**EXTRACTED RECORDS**
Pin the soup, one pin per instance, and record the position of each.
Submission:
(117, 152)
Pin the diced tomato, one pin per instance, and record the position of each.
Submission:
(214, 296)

**WHAT THIS TASK INVOLVES**
Scale these records by copying every line again, requests included, and multiplying each coordinate in the answers by 0.55. Round the results to whole numbers, with halves rounded up.

**ANSWER TO THE EXERCISE**
Pin the soup, one pin per instance, and record the position of each.
Submission:
(64, 84)
Pin the diced tomato, one pin per instance, and record the position of each.
Submission:
(118, 163)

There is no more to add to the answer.